▸ STATED PROBLEM: Render every line of the material below as a Markdown table with the columns Row and Line, numbering the rows and skipping blank lines. Leave the pictures out.

▸ MATERIAL FOR THIS TASK:
********************
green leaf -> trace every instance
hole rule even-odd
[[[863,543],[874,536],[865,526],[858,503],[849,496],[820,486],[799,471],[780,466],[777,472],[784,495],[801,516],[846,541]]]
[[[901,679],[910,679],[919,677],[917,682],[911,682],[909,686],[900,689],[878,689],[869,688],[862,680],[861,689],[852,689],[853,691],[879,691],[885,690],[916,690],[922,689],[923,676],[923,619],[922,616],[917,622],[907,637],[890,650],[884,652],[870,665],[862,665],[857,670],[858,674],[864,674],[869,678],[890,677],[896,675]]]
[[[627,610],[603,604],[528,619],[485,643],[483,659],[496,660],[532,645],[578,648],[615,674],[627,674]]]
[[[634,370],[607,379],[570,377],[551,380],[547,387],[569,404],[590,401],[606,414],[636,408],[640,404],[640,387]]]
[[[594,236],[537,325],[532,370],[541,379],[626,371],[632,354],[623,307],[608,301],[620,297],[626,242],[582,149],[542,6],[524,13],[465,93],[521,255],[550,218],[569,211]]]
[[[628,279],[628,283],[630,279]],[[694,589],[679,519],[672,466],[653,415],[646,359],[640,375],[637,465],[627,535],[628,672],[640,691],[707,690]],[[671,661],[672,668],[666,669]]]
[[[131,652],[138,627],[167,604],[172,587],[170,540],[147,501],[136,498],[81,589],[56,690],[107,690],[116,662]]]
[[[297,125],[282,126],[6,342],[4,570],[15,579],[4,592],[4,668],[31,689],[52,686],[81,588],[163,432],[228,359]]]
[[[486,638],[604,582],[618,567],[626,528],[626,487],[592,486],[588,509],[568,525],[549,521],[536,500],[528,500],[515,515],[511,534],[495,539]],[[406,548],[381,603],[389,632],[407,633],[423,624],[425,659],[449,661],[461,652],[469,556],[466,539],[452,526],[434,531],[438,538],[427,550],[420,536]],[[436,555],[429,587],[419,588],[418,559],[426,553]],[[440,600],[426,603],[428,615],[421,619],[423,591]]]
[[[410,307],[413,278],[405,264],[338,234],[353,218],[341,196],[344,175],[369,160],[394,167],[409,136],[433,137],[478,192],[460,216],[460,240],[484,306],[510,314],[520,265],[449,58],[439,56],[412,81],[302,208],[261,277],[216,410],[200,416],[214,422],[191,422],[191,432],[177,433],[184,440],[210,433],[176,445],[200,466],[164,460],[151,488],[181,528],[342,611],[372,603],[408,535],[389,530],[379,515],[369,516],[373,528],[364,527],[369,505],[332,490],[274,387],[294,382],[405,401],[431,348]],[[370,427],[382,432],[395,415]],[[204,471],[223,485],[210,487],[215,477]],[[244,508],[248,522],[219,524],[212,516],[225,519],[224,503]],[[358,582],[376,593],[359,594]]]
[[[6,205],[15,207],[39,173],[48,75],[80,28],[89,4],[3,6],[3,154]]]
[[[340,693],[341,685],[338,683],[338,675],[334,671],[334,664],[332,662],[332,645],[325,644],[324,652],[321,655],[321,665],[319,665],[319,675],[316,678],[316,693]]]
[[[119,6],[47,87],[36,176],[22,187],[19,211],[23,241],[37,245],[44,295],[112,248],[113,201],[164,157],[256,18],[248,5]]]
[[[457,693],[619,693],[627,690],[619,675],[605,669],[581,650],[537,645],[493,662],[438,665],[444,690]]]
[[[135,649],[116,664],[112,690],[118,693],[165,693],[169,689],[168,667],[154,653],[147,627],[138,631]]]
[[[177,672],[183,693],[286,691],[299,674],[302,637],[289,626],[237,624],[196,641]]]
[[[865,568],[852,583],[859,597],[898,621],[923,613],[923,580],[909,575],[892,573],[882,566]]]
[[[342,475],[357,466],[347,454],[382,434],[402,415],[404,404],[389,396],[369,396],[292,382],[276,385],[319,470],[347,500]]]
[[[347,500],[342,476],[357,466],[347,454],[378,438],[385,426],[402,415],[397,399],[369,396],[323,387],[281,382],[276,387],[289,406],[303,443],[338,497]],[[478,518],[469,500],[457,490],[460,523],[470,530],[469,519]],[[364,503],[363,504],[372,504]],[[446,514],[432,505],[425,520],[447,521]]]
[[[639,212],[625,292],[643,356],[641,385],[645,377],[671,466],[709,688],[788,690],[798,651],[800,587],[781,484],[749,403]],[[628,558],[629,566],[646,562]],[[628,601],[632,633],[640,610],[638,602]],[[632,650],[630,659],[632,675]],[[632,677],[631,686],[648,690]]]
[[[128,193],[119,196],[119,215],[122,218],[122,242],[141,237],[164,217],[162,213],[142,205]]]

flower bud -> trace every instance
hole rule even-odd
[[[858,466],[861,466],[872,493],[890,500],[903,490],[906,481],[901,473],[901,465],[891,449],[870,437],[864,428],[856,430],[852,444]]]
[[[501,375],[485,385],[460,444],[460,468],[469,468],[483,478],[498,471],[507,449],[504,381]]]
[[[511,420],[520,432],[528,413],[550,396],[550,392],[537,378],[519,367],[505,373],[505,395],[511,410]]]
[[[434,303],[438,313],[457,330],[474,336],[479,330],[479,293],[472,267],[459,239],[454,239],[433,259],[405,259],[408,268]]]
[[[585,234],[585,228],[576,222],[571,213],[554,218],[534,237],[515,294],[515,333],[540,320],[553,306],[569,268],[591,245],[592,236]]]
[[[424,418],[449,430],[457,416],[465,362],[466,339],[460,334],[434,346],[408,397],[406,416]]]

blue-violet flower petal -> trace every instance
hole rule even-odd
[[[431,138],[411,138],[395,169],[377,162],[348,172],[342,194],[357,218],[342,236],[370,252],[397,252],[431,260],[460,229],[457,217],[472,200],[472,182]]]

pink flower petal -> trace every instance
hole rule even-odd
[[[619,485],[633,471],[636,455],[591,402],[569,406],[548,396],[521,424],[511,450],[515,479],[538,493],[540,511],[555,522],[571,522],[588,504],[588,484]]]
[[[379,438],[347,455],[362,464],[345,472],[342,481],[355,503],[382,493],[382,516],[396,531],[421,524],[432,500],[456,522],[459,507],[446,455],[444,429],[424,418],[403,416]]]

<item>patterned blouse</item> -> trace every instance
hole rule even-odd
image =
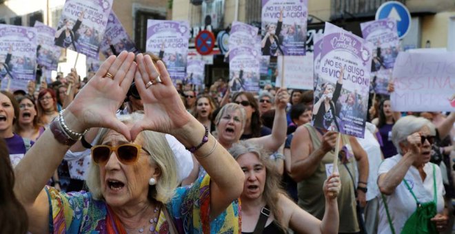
********************
▸ REPLY:
| Row | Line |
|---|---|
| 1 | green leaf -> trace every instance |
| 2 | hole rule even-odd |
| 3 | [[[863,543],[874,536],[865,526],[858,503],[849,496],[820,486],[799,471],[780,466],[777,472],[784,495],[801,516],[846,541]]] |
| 4 | [[[901,679],[910,679],[919,677],[917,682],[911,682],[909,686],[900,689],[878,689],[869,688],[862,680],[861,689],[852,689],[853,691],[879,691],[885,690],[916,690],[922,689],[923,676],[923,619],[922,616],[917,622],[907,637],[890,650],[884,652],[870,665],[862,665],[857,670],[858,674],[864,674],[869,678],[890,677],[896,675]]] |
| 5 | [[[627,610],[603,604],[528,619],[485,643],[483,659],[496,660],[532,645],[578,648],[615,674],[627,674]]] |
| 6 | [[[634,370],[607,379],[570,377],[551,380],[547,387],[569,404],[590,401],[606,414],[636,408],[640,404],[640,387]]] |
| 7 | [[[594,236],[537,325],[532,370],[541,379],[626,371],[632,354],[623,307],[608,301],[620,297],[626,242],[582,149],[542,6],[524,13],[465,93],[521,255],[550,218],[569,211]]] |
| 8 | [[[628,279],[628,283],[630,279]],[[694,589],[679,519],[672,466],[653,415],[646,359],[640,375],[637,465],[627,535],[628,672],[640,691],[707,690]],[[671,661],[672,668],[666,669]]] |
| 9 | [[[131,652],[138,627],[167,604],[172,587],[170,540],[147,501],[136,498],[81,589],[56,690],[107,690],[116,662]]] |
| 10 | [[[297,125],[282,126],[6,342],[4,570],[15,579],[4,592],[4,668],[31,689],[52,686],[81,588],[163,432],[228,359]]] |
| 11 | [[[486,638],[604,582],[618,567],[626,528],[626,487],[592,486],[588,509],[568,525],[549,521],[536,500],[528,500],[515,515],[511,534],[495,539]],[[406,548],[381,603],[389,632],[407,633],[423,624],[425,659],[449,661],[461,652],[469,556],[466,539],[452,526],[434,531],[438,538],[427,550],[420,536]],[[436,555],[429,587],[419,588],[418,559],[426,553]],[[440,600],[426,603],[428,615],[421,619],[423,591]]] |
| 12 | [[[410,307],[413,278],[405,264],[338,234],[353,218],[341,196],[344,175],[369,160],[394,167],[409,136],[433,137],[478,192],[460,216],[460,240],[484,306],[510,314],[520,265],[449,58],[439,56],[412,81],[302,208],[261,277],[216,410],[200,416],[214,422],[191,422],[191,432],[177,433],[184,440],[210,433],[176,445],[200,466],[164,460],[151,488],[181,528],[342,611],[372,603],[408,535],[389,530],[379,515],[369,516],[373,528],[364,527],[369,505],[332,490],[274,387],[294,382],[405,401],[431,348]],[[370,427],[382,432],[395,415]],[[204,471],[223,485],[210,487],[215,477]],[[244,508],[248,522],[219,524],[212,516],[225,519],[224,503]],[[358,582],[376,593],[359,594]]] |
| 13 | [[[6,205],[15,207],[39,173],[48,75],[80,28],[89,4],[3,6],[3,154]]] |
| 14 | [[[340,693],[341,685],[338,683],[338,675],[334,671],[334,664],[332,662],[332,645],[325,644],[324,652],[321,655],[321,665],[319,665],[319,675],[316,678],[316,693]]] |
| 15 | [[[119,6],[47,87],[36,176],[22,187],[19,211],[23,241],[37,245],[44,295],[112,248],[113,201],[164,157],[256,18],[248,5]]] |
| 16 | [[[457,693],[619,693],[627,690],[619,675],[605,669],[581,650],[537,645],[493,662],[438,665],[444,690]]] |
| 17 | [[[135,649],[116,664],[112,690],[118,693],[165,693],[169,689],[168,667],[154,653],[147,627],[138,631]]] |
| 18 | [[[177,672],[183,693],[286,691],[299,674],[302,637],[289,626],[237,624],[196,641]]] |
| 19 | [[[865,568],[852,583],[859,597],[898,621],[923,613],[923,580],[909,575],[892,573],[882,566]]] |
| 20 | [[[342,475],[357,466],[347,454],[382,434],[402,415],[404,404],[389,396],[369,396],[292,382],[276,385],[319,470],[347,500]]] |
| 21 | [[[347,500],[342,476],[357,466],[347,454],[378,438],[385,426],[402,415],[397,399],[369,396],[323,387],[281,382],[276,387],[289,406],[303,443],[338,497]],[[478,518],[469,500],[457,490],[460,523],[470,530],[469,519]],[[364,503],[363,504],[372,504]],[[446,514],[432,505],[425,520],[447,521]]] |
| 22 | [[[639,212],[625,292],[643,356],[641,385],[645,377],[671,466],[709,688],[788,690],[798,651],[800,587],[781,484],[749,403]],[[628,558],[629,566],[646,562]],[[628,601],[632,633],[640,610],[638,602]],[[632,650],[630,659],[632,675]],[[632,677],[631,686],[648,690]]] |
| 23 | [[[128,193],[119,196],[119,215],[122,218],[122,242],[141,237],[164,217],[162,213],[142,205]]] |
| 24 | flower bud -> trace every instance |
| 25 | hole rule even-odd |
| 26 | [[[858,466],[861,466],[872,493],[890,500],[903,490],[906,481],[901,473],[901,465],[891,449],[870,437],[864,428],[856,430],[852,444]]] |
| 27 | [[[501,375],[485,385],[460,444],[460,468],[469,468],[483,478],[498,471],[507,449],[504,381]]] |
| 28 | [[[511,420],[520,432],[528,413],[550,396],[550,392],[537,378],[519,367],[505,373],[505,395],[511,410]]] |
| 29 | [[[434,303],[438,313],[457,330],[474,336],[479,330],[479,293],[472,267],[459,239],[454,239],[433,259],[405,259],[408,268]]] |
| 30 | [[[585,234],[585,228],[576,222],[571,213],[554,218],[534,237],[515,294],[515,333],[540,320],[553,306],[569,268],[591,245],[592,236]]] |
| 31 | [[[424,418],[449,430],[457,416],[465,362],[466,339],[460,334],[434,346],[408,397],[406,416]]] |
| 32 | blue-violet flower petal -> trace every instance |
| 33 | hole rule even-odd |
| 34 | [[[431,138],[411,138],[395,169],[377,162],[348,172],[342,194],[357,218],[342,236],[370,252],[397,252],[431,260],[460,229],[457,217],[472,200],[472,182]]] |
| 35 | pink flower petal -> trace every instance |
| 36 | hole rule even-odd |
| 37 | [[[619,485],[633,471],[636,455],[591,402],[569,406],[548,396],[521,424],[511,450],[515,479],[538,493],[540,511],[555,522],[571,522],[588,504],[588,484]]] |
| 38 | [[[379,438],[347,455],[362,464],[345,472],[342,481],[355,503],[382,493],[382,516],[396,531],[421,524],[432,500],[456,522],[459,507],[446,455],[444,429],[424,418],[403,416]]] |
| 39 | <item>patterned blouse</item> -> trace every instance |
| 40 | hole rule even-odd |
| 41 | image = |